## What the task asks
Comb through the entries for "menu" and pull out each line that holds it.

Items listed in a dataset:
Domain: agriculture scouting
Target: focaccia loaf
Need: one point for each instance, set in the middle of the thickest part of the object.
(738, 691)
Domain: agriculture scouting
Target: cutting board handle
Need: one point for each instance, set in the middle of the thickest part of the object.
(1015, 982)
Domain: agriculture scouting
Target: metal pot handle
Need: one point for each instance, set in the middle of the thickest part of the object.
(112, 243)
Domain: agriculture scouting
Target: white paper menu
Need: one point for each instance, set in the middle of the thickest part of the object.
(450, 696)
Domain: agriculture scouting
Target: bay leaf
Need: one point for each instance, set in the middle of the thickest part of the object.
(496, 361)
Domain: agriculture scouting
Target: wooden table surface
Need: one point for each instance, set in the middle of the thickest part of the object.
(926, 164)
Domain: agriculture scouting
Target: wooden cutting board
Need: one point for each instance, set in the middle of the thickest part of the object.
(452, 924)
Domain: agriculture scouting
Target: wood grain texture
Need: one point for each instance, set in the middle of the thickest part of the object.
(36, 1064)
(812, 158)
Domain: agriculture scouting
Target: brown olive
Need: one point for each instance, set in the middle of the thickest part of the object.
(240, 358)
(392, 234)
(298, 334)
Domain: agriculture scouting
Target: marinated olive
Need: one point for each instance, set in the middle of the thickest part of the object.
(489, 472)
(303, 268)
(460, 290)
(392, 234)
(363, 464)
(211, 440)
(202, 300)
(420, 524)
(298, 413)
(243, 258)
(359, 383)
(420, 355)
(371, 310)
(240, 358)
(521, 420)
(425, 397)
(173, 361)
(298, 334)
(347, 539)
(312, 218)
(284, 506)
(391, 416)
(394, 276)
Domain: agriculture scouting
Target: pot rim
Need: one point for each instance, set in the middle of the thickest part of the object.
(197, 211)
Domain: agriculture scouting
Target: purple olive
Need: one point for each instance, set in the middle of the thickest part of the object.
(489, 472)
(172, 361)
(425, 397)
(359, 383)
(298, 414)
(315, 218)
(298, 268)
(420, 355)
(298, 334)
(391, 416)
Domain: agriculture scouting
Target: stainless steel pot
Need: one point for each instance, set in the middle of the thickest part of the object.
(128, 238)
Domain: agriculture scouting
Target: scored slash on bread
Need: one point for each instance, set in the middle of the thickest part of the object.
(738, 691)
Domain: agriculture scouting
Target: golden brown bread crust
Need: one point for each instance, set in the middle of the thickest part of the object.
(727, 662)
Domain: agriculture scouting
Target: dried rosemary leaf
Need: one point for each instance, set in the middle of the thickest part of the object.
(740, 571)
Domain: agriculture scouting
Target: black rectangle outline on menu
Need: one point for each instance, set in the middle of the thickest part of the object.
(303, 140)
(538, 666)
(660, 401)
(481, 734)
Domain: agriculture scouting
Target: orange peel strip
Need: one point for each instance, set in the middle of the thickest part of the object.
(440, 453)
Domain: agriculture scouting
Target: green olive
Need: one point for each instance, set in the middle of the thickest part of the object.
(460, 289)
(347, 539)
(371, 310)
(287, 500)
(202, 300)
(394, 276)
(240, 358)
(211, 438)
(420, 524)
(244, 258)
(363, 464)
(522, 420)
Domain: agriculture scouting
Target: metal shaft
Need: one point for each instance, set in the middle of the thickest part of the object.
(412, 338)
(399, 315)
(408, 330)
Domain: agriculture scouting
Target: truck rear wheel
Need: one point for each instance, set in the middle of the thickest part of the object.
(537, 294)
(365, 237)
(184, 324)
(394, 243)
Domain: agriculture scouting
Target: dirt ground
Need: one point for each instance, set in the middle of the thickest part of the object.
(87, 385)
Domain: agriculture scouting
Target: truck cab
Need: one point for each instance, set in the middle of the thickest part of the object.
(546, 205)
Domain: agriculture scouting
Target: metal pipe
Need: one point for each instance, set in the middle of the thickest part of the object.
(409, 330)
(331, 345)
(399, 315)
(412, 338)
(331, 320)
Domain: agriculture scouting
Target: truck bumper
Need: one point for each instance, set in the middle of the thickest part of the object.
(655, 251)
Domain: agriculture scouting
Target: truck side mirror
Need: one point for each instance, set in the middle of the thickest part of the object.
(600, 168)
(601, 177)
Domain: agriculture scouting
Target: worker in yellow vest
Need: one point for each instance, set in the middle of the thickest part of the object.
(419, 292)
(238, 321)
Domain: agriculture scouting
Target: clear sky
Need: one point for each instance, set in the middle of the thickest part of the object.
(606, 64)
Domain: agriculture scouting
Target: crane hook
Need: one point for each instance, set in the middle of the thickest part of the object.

## Result
Target: white paper menu
Target: black rectangle outline on menu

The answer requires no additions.